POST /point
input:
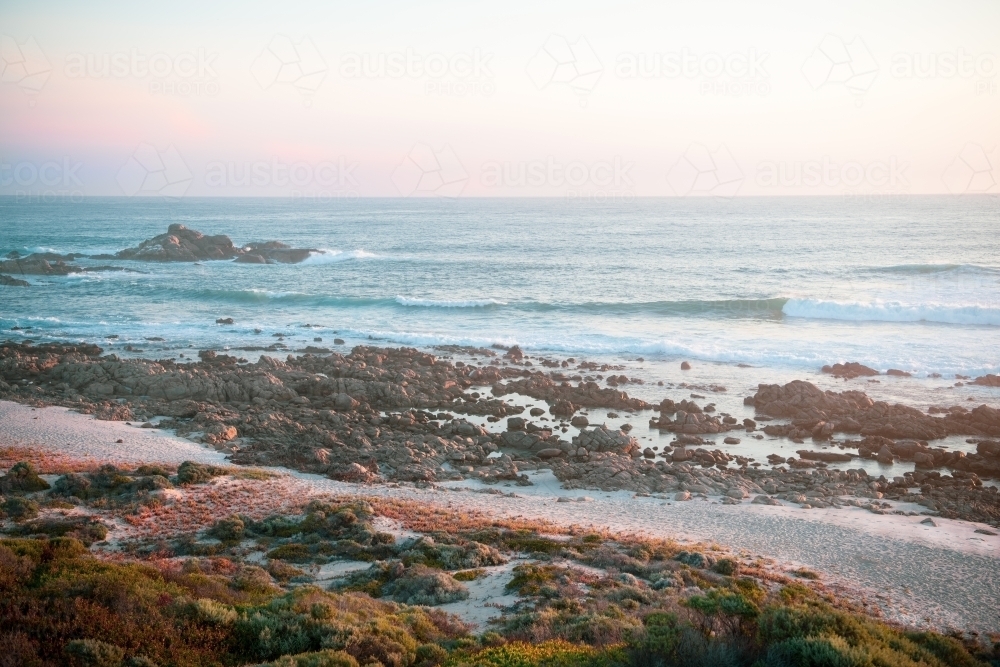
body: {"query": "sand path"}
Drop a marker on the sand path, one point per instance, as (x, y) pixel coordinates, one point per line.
(944, 576)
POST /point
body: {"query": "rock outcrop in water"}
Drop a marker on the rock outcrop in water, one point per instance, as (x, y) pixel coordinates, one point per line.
(850, 370)
(181, 244)
(818, 414)
(10, 281)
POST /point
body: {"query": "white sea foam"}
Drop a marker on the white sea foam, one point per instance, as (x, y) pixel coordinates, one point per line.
(446, 303)
(326, 256)
(893, 311)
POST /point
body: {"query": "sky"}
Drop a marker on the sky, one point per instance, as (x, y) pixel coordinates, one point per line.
(606, 101)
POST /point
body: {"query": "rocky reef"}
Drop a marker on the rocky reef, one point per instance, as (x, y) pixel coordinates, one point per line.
(403, 415)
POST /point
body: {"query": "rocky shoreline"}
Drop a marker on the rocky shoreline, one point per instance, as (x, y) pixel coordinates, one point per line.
(403, 415)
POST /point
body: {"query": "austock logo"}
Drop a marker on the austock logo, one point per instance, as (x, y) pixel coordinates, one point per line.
(23, 64)
(559, 62)
(702, 171)
(835, 62)
(297, 64)
(152, 172)
(974, 170)
(425, 171)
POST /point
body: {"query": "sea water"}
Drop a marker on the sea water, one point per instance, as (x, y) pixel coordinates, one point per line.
(783, 285)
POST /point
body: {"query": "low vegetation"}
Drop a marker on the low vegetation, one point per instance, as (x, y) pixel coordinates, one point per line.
(245, 591)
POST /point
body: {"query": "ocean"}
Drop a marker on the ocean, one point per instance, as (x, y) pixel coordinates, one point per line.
(786, 284)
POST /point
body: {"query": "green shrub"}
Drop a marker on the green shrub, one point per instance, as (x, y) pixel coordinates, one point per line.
(229, 529)
(423, 586)
(93, 653)
(86, 529)
(295, 553)
(546, 654)
(318, 659)
(726, 566)
(190, 472)
(20, 509)
(431, 654)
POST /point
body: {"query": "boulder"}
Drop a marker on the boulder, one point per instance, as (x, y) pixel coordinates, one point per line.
(850, 370)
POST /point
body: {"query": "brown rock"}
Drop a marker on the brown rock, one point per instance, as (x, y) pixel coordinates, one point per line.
(850, 370)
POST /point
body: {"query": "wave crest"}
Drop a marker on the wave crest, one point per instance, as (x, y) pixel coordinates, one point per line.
(892, 312)
(327, 256)
(446, 303)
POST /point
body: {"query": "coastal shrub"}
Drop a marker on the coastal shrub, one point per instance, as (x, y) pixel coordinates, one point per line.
(109, 481)
(59, 605)
(467, 555)
(20, 509)
(86, 529)
(556, 653)
(726, 566)
(190, 472)
(429, 655)
(282, 571)
(229, 529)
(529, 578)
(294, 553)
(421, 585)
(93, 653)
(811, 632)
(72, 484)
(317, 659)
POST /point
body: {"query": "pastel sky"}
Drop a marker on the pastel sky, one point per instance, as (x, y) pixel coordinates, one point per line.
(571, 99)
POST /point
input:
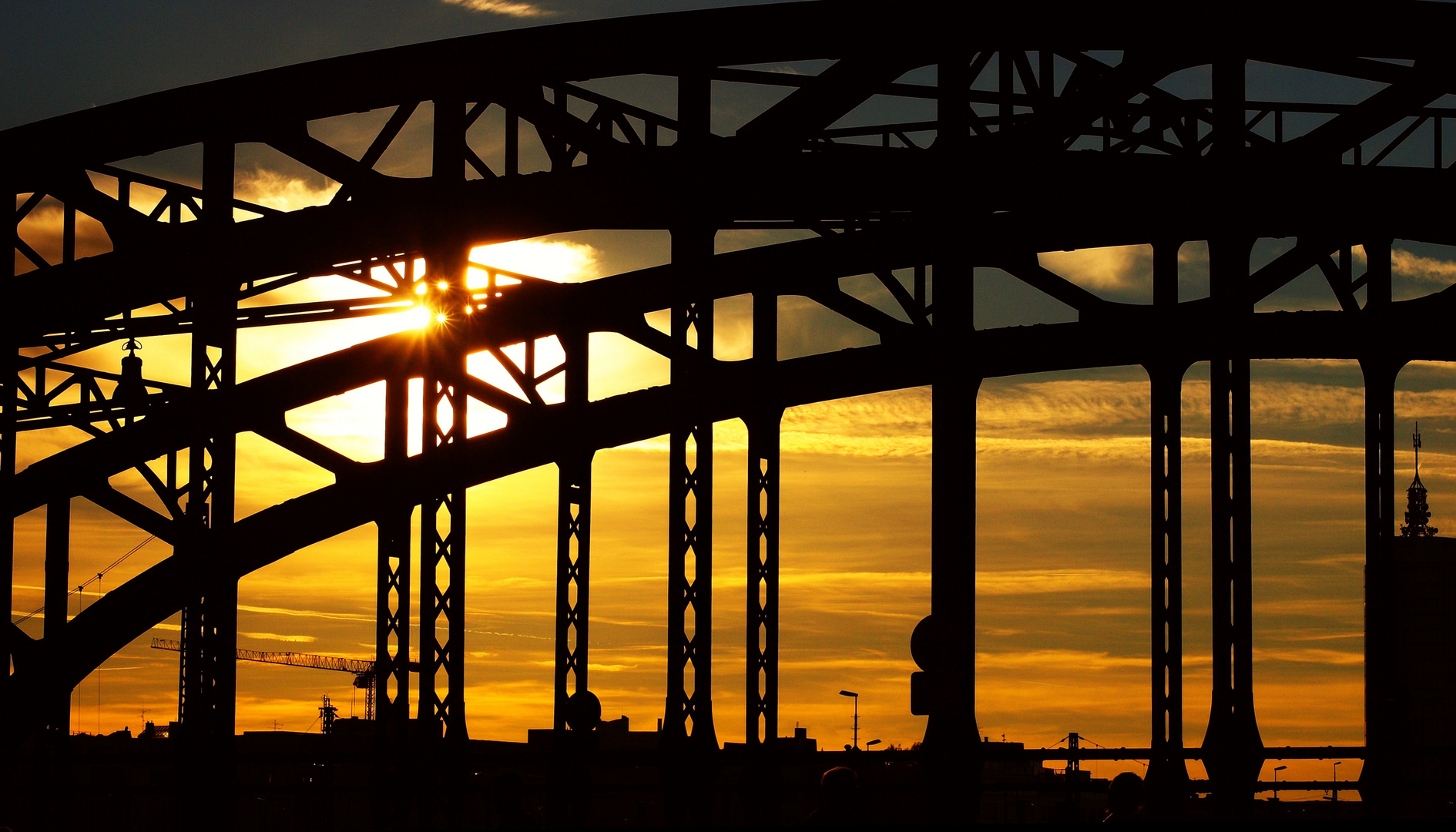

* * * *

Each record above should come back exactly the same, only without its pictures.

POST /point
input:
body: {"query": "sand path"}
Drop a marker on the sand path, one point per instance, as (x, y) pixel coordinates, one point per line.
(944, 576)
POST /point
body: {"query": "rock outcrop in water"}
Drop a marker on the rock outcrop in water, one point per instance, as (x, y) pixel coordinates, one point per line.
(850, 370)
(181, 244)
(818, 414)
(10, 281)
POST /point
body: {"query": "white sea foam"}
Drop a marker on the white sea foam, one point per instance, as (x, y) pixel coordinates, one point per line.
(446, 303)
(326, 256)
(893, 311)
POST /point
body: {"query": "sky"}
Drop a marker on the sky, one point per instance, as (x, y) pixel coordinates, one point per line.
(606, 101)
POST /point
body: {"query": "rocky reef"}
Drop a marker on the rocky reef, one point per instance, as (x, y) pixel coordinates, one point per line.
(403, 415)
POST /point
body: {"query": "rocky shoreline"}
Drop a marker on the rocky shoreline, one point per instance, as (x, y) pixel coordinates, one point per line.
(403, 415)
POST /point
body: {"query": "austock logo"}
Drop a marker on the austock logo, one point per instance, as (x, y) pixel coordinates, one point per line.
(23, 64)
(559, 62)
(702, 171)
(835, 62)
(297, 64)
(152, 172)
(974, 170)
(425, 171)
POST /point
body: {"query": "sea water"}
Drop a marker on the sea water, one point per instance, as (x, y) pixel coordinates, one point per line.
(783, 285)
POST /point
body: {"query": "low vegetation"}
Drop a marker on the low vegetation, one point per instance, as (x, y) pixel coordinates, one point per line.
(245, 591)
POST /point
body: {"query": "ocean"}
Drop a marker on the ocean, one point per instance, as (x, y) pixel coordinates, one point per line.
(786, 284)
POST /point
body: {"query": "green shrub"}
Drop a marker on the green shrub, one point per instance, as (x, y) pixel coordinates, one point per line.
(229, 529)
(423, 586)
(93, 653)
(86, 529)
(295, 553)
(546, 654)
(318, 659)
(726, 566)
(190, 472)
(20, 509)
(431, 654)
POST /point
body: {"query": "boulder"}
Drop a marker on the boulder, one point per instance, as (x, y) pixel coordinates, one point per line.
(850, 370)
POST /point
body: {"query": "brown rock"}
Drop a marker on the brown rock, one point per instance, as (x, y) pixel coordinates, one point per line.
(850, 370)
POST /point
body: {"query": "wave crest"}
Drop a marker on the wave crest, one point per instance, as (x, y) pixel coordinates, one point per line.
(892, 312)
(327, 256)
(446, 303)
POST /point
body: {"query": "coastal shrub"}
Drop a marker on the coastal shrub, one point per instance, as (x, y) pixel coordinates, one point per line.
(109, 481)
(59, 605)
(467, 555)
(20, 509)
(86, 529)
(556, 653)
(726, 566)
(190, 472)
(429, 655)
(282, 571)
(229, 529)
(529, 578)
(294, 553)
(421, 585)
(93, 653)
(811, 632)
(72, 484)
(317, 659)
POST /point
body: {"query": "pastel sky"}
Drop a marker on the pastel sky, one point per instance, as (x, y) pixel coordinates, one point per line.
(571, 99)
POST /point
input:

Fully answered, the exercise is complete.